Task to carry out. Starting at the line that has "Would you mind annotating the religious" and stopping after the final line, write out every line again, requests included. Multiply each point coordinate in the answers by 1.2 and round it to a whole number, rounding halves up. Leave the requests unchanged and output only these lines.

◆ ◆ ◆ ◆ ◆

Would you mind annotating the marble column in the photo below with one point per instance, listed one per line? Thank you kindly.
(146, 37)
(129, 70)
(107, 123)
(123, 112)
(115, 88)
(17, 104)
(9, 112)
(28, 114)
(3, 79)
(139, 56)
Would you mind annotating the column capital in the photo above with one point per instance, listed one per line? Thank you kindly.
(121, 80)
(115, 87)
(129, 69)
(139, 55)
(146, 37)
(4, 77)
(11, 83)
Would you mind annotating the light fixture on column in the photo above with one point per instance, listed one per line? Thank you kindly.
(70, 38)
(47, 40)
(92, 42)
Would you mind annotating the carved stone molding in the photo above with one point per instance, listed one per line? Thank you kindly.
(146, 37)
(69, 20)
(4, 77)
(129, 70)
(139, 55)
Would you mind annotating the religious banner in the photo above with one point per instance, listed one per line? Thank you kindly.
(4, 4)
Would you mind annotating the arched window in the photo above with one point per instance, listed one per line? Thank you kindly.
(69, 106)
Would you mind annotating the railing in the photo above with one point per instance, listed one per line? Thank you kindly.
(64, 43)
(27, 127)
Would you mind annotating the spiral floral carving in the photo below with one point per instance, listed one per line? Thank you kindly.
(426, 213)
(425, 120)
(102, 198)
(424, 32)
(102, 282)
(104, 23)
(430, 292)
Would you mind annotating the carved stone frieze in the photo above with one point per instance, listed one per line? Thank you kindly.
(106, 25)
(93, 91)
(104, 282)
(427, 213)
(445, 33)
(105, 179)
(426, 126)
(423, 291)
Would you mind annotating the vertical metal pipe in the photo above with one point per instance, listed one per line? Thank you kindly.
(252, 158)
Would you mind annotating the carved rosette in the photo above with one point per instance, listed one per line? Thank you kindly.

◆ ◆ ◆ ◆ ◆

Exercise solution.
Would you mind annotating the religious banner in the photo above with one point per instance, listed one per line? Thank you kindly.
(5, 5)
Would you mind annotating the arched window in the photo above with one point per instance, listed one per line? Thank you kindly.
(83, 127)
Would you mind annotating the railing in the photo above with one point per instance, listed one per line? Thank you kindly.
(77, 52)
(32, 152)
Would you mind annotating the spiral floral carving in the photo below with one point per instance, listed one per line? Thank you kindly.
(511, 256)
(510, 144)
(122, 238)
(509, 38)
(122, 338)
(125, 28)
(516, 350)
Would you mind annotating the carved stone frieze in the photo above with one point per instance, listed one per line? Thank you kindly.
(127, 30)
(112, 109)
(125, 338)
(512, 256)
(534, 40)
(126, 215)
(511, 151)
(508, 349)
Would you mind annotating the vertical metal pipe in the photo above with one point per instance, listed one per line? Thank you kindly.
(302, 190)
Would you mind annotating the carved rosette in the photo above with one point per instance, listed one per line? Thank you kindly.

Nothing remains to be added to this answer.